What you are asked to do:
Please write out all of the material below again, requests included, and shift every point in the answers by adding 132 to both its x and y coordinates. Leave the pictures out of your answer.

— Start of Provided material —

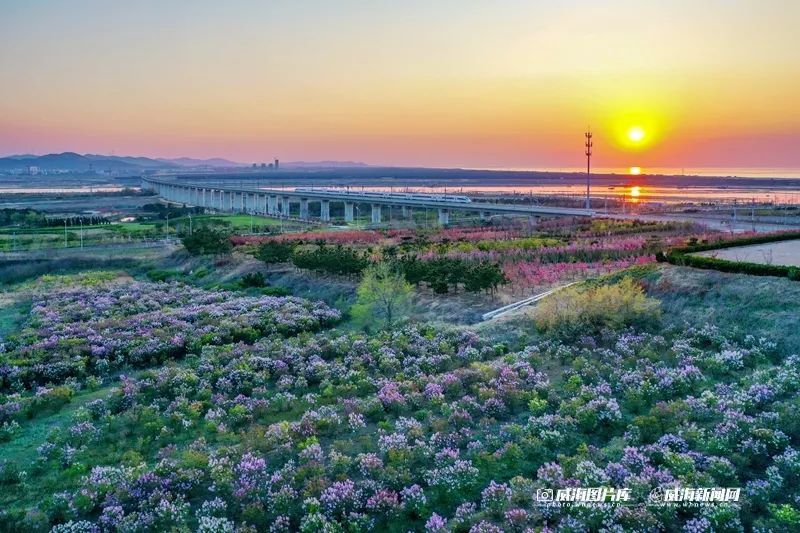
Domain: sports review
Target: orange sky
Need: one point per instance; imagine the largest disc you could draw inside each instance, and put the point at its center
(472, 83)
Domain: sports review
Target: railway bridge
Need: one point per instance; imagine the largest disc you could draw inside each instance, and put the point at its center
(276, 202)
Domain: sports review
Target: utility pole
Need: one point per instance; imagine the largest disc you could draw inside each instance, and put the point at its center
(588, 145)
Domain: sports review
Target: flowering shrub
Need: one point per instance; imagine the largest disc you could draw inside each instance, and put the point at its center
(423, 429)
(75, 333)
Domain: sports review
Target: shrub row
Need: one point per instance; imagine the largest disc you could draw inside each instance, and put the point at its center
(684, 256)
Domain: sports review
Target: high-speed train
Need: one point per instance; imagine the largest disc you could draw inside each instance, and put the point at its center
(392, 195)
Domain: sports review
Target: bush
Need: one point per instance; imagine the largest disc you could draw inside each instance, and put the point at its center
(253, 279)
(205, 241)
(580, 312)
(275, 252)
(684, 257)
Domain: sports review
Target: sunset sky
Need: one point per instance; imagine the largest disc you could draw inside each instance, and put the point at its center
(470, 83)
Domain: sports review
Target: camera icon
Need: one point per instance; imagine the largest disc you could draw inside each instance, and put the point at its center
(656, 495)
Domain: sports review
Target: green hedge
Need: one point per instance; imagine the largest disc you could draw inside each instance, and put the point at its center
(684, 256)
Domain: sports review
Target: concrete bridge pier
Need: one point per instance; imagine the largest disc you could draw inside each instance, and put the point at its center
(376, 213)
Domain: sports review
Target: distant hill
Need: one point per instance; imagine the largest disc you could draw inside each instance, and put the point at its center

— End of Provided material —

Correct answer:
Domain: sports review
Target: orange sky
Need: one point per instance; imagine the largest disc you could draw inside each instance, and put the point at its center
(604, 215)
Domain: sports review
Target: railway bridge
Need: one point per instance; imagine the largest disc you could draw inside each instance, and put the point at its center
(408, 334)
Domain: sports review
Target: utility pole
Need: one point per instance; imagine the largest disc you could draw inside each instance, and put the point at its center
(720, 277)
Domain: sports review
Target: flowering shrub
Need: one point per instance; imagine the largest disc you could draw inside each instance, and put the point at its center
(555, 561)
(207, 465)
Domain: sports review
Target: shrub row
Need: one point per instance; imagine the largest disc you could draw inside each instance, and put the point at its center
(816, 388)
Domain: sports review
Target: high-speed train
Need: one point per instance; imagine the largest disc you could draw inside each instance, and put the point at its center
(524, 327)
Domain: sports review
Target: bush
Need: one point per instance; imagine the largest disc you could draw inside each instance, and put the point at its center
(385, 411)
(337, 373)
(712, 444)
(407, 384)
(816, 389)
Domain: sports review
Target: sunset sky
Need: one point per instance; imagine the largest disc you could draw inside each instance, and put the point at its center
(602, 215)
Domain: sports review
Target: camera icon
Need: one point per instance; imagine the largest disc you could draw inside each instance, and put the point at its center
(788, 627)
Domain: sports review
Target: green hedge
Need: one point per instance; imagine the largest disc you could draw inside each instance, and put the point at its center
(816, 388)
Domain: sports review
Target: concrete bridge pier
Need: one point per instance; imagine the largest disc you could draw inside each instance, and put the point at its center
(508, 345)
Domain: sports review
Target: distant hill
Need: one point per instance; imagine the largest disc you could draw inside each instance, and put the point at its center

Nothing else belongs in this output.